-------- SOURCE TEXT --------

The Great Firewall is so big that it’s worth asking: how did the Chinese manage to build it in the first place? 20 years ago, our infosec technology was much less advanced than it is today. China was a second-rate technology power, not even comparable to their position today. Most of all: a firewall, like the one they proposed, had never existed before–or, for that matter, since. How, then, did they pull it off?
The answer, to some degree, lies with Randy.
BACKGROUND: CN HISTORY
There was a point in history when the Chinese nation could have transformed into an open democracy. It was when hundreds of thousands of Chinese people, led by a generation of young students, centered in the Tienanmen Square area of Beijing in 1989 to call for economic reforms and political freedoms from their government.
But of course…we all know what happened next.
The cold murder of possibly thousands of innocent civilians could have, under normal circumstances, been a nightmare for the Chinese government. But actually, from the government’s perspective, you could argue that their invasion of Tienanmen Square was a resounding success. The popular protests, which once might have seemed unstoppable, suddenly ended. The state re-captured control of its capital city and, over the following years, took measures to suppress information about what they did to get it.
Crack down, take control, suppress the story. You can attribute much of the success of China’s Communist ruling party to this tried-and-true formula.
Take, for example, June, 1998. If there were ever a point since the Tienanmen Square protests when the Chinese political system could’ve changed, it might’ve been that summer of ‘98. A group of activists, representing hundreds of pro-democracy advocates and former Tiananmen Square protesters, filed to officially register their own political party. They were denied. Beginning the very next day, and continuing for the following year and a half, members of the now-illegitimate Democratic Party of China were systematically arrested.
Crack down, control.
Then there’s step three–suppress the story. Historian Merle Goldman, in “Chinese Intellectuals between State and Market,” indicates how latent democratic movements like this concerned the ruling class. Though quite small, if such groups were able to get their message out, and enough people took interest, they could threaten single-party rule in the state.
The problem would only be compounded by a new technology called “the internet,” which promised greater and freer exchange of ideas among Chinese people. The government would need a way to prevent “harmful” ideas from spreading out of control via the internet.
ORIGIN OF CENSORSHIP
You probably see where this is going. But it’s not quite so simple. There was no instance, no person or board meeting where somebody stood up and said “how about we build a giant firewall?” In reality, it took years of ideas, technological advancement and fine-tuning before such a thing could even be conceived of.

--------

(PROBLEM 1):
In the records, copy every line exactly, starting at the line with "Tag the pale" and continuing through the last line of the records. Include both of those lines.

-------- ENTRIES --------

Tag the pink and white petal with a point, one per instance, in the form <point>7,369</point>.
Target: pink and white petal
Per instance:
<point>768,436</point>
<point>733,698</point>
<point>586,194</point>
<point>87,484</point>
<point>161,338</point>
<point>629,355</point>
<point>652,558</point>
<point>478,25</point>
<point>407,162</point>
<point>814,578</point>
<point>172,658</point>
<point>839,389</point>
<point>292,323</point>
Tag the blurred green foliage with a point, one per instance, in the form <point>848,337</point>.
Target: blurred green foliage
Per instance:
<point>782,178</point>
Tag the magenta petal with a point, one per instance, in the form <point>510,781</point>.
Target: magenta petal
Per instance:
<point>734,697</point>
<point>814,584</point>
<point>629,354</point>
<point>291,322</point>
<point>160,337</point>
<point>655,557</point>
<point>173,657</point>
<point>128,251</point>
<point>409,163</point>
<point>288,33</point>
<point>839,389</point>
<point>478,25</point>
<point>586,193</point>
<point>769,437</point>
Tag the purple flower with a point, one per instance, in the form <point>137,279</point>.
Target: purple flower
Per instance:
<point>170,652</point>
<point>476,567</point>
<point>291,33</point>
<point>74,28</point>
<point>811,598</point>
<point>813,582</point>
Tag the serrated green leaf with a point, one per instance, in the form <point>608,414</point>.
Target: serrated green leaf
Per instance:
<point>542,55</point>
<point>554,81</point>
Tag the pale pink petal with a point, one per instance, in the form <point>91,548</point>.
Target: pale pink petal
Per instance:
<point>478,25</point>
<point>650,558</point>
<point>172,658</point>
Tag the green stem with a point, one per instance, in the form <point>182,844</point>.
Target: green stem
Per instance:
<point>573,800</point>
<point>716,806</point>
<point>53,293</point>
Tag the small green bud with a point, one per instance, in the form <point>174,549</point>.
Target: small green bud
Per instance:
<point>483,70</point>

--------

(PROBLEM 2):
From the passage on the Great Firewall, translate this sentence into Spanish: "The popular protests, which once might have seemed unstoppable, suddenly ended."

(EXERCISE RESULT 1):
Tag the pale pink petal with a point, one per instance, in the form <point>91,548</point>.
Target: pale pink petal
Per instance:
<point>478,25</point>
<point>650,558</point>
<point>172,658</point>
Tag the green stem with a point, one per instance, in the form <point>182,844</point>.
Target: green stem
Per instance:
<point>573,800</point>
<point>716,806</point>
<point>53,293</point>
Tag the small green bud with a point, one per instance, in the form <point>174,549</point>.
Target: small green bud
Per instance:
<point>483,70</point>

(EXERCISE RESULT 2):
Las protestas populares, que en algún momento pudieron parecer imparables, terminaron de repente.